-- Required work --
Reproduce the data below in full and exclude every picture.

-- Data supplied --
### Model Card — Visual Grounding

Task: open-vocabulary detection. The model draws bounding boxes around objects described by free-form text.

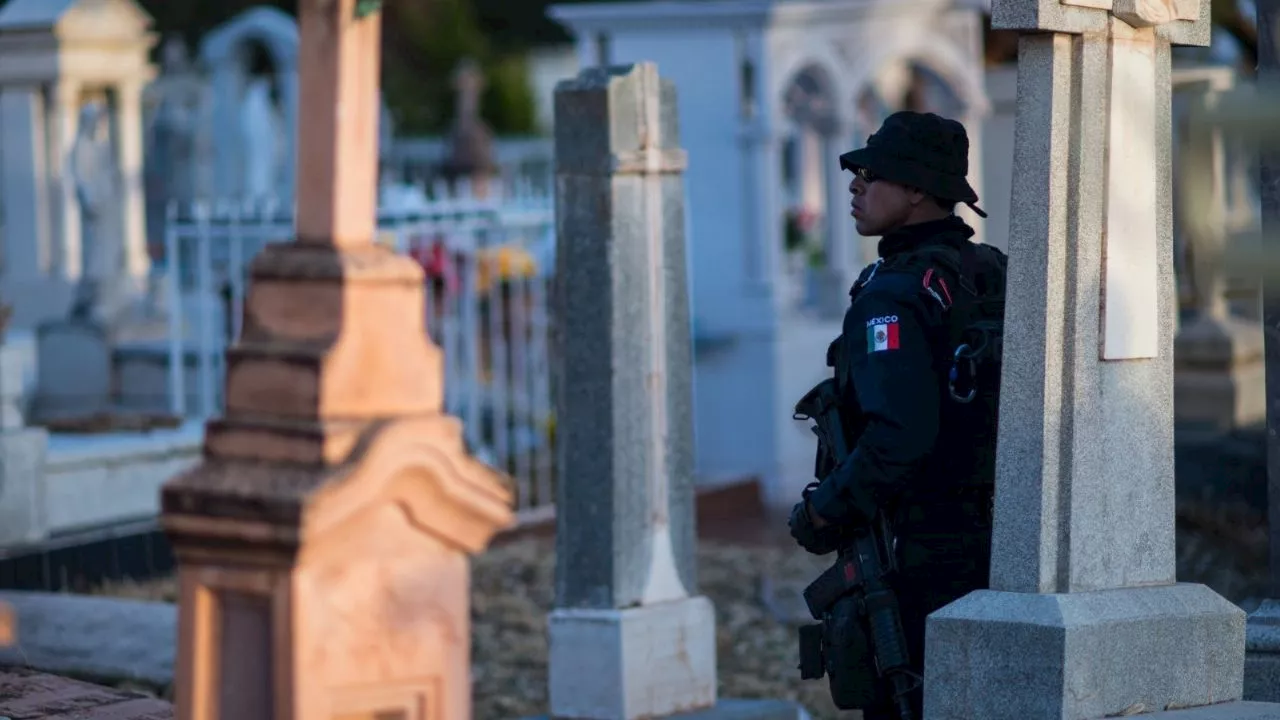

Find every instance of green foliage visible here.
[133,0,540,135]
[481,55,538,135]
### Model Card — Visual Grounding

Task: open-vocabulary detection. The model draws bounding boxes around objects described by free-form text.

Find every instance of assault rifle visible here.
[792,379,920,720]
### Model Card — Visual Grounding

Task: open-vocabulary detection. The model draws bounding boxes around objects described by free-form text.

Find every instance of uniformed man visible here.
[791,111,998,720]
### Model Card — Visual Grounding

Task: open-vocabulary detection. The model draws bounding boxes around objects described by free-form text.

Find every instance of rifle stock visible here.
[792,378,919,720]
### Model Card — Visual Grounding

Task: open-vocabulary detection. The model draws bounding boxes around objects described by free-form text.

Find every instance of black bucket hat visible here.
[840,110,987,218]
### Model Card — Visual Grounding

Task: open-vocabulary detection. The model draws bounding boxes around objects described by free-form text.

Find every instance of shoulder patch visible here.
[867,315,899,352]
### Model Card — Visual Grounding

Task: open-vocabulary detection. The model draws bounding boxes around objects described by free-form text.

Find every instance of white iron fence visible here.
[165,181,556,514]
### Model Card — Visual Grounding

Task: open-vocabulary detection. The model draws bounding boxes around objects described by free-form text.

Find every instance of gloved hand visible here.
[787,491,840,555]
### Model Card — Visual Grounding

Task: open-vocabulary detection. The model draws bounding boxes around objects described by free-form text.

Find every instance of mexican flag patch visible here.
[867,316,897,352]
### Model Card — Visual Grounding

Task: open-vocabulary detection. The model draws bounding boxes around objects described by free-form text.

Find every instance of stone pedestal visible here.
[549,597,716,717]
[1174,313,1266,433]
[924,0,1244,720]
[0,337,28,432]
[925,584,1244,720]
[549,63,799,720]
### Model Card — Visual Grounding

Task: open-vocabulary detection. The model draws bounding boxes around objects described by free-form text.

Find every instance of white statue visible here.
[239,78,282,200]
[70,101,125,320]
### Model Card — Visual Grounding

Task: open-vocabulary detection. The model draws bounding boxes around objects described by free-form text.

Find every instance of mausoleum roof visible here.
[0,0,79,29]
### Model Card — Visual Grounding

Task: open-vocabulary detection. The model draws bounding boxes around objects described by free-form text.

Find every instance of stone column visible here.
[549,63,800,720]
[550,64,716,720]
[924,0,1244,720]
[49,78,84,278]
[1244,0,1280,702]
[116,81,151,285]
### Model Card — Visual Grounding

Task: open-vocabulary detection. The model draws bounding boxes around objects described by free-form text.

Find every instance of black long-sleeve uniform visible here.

-- The response --
### Model Card — Visual Grounding

Task: open-vocabulary detection. The model draws bounding boxes around objects described by free-form text.


Find every instance of green foliage visible here.
[133,0,540,135]
[481,55,538,135]
### Model Card — Visual Grounding

Task: open-vocabulary detection. The model draws bounding boxes around objects described by free-form text.

Find every instance of assault rifle visible here.
[792,379,920,720]
### Model Card — Visual Grounding

Task: open-vocabulary detection. The model draws bounding boxes around objects described by free-form text.

Find every instance of uniformed man visible here.
[791,111,998,720]
### Model Card — Visual Grounding

Task: open-vocabulary detection. The model draws bounding boxes around objects described by free-form text.

Find every instance of rifle stock visible here.
[792,378,919,720]
### Model Card — Visual Grounding

Task: open-vocabulary detection. The model draws bounding boxes around objects described by free-form text.

Find every instance of black bucket hat visible here.
[840,110,987,218]
### Model Card — Visual Grounding

Task: open-vocabulary detection. The model draws bounding boxes around objects described by free-form text.

Find every instance of shoulder patch visible here.
[867,315,899,352]
### Model Card — Visual Grounding

Task: open-vocabulary detection. The model draws bounding boxes around objects described by free-form text.

Find every instance of white iron fence visible here.
[165,181,556,514]
### Model Card — Visual Grounding

Task: open-vocabulary detection. The model draws bounding boxes around objects described by free-form text.

Find every instance of gloved hand visible here.
[787,491,840,555]
### Model Card — Visual Grounding

Task: open-vocabulary detection. The model draws bounding boxes around objects described by free-form text.

Find every instance of mexican flag patch visible here.
[867,316,897,352]
### Model Card — Visual Grounding

Task: open-vocabulary detection. The model draws bounding boxes around objects described by free-form text.

Find every instance of stone pedestal visible here.
[549,597,716,717]
[1174,313,1266,433]
[924,0,1244,720]
[0,337,28,432]
[925,584,1244,720]
[549,63,799,720]
### Model Card — Visual Grounding

Task: open-vocabulary detection. The model draws bounding boxes around objects described by free-form text.

Find every instance of white statue visible here.
[239,78,282,200]
[70,101,125,320]
### Model Card — Visual Grounding

Task: open-vocabulary detection. The model draws bounding boxes around objects described by free-form text.

Find every instance of mausoleum roof visible here.
[0,0,79,29]
### Model Card — Visual Grounding

Task: open-vocabulary detection. The model draws bounding boxes around objects described by free-form text.

Find every instance of stone column visible here.
[549,63,800,720]
[550,64,716,720]
[924,0,1244,720]
[49,78,84,278]
[1244,0,1280,702]
[116,81,151,285]
### Model Card — Visual Grounding

Task: open-vocabulary detection. The model draws bounding boxes around objects described by free-form text.

Find every instance of black long-sleeve uniform visible here.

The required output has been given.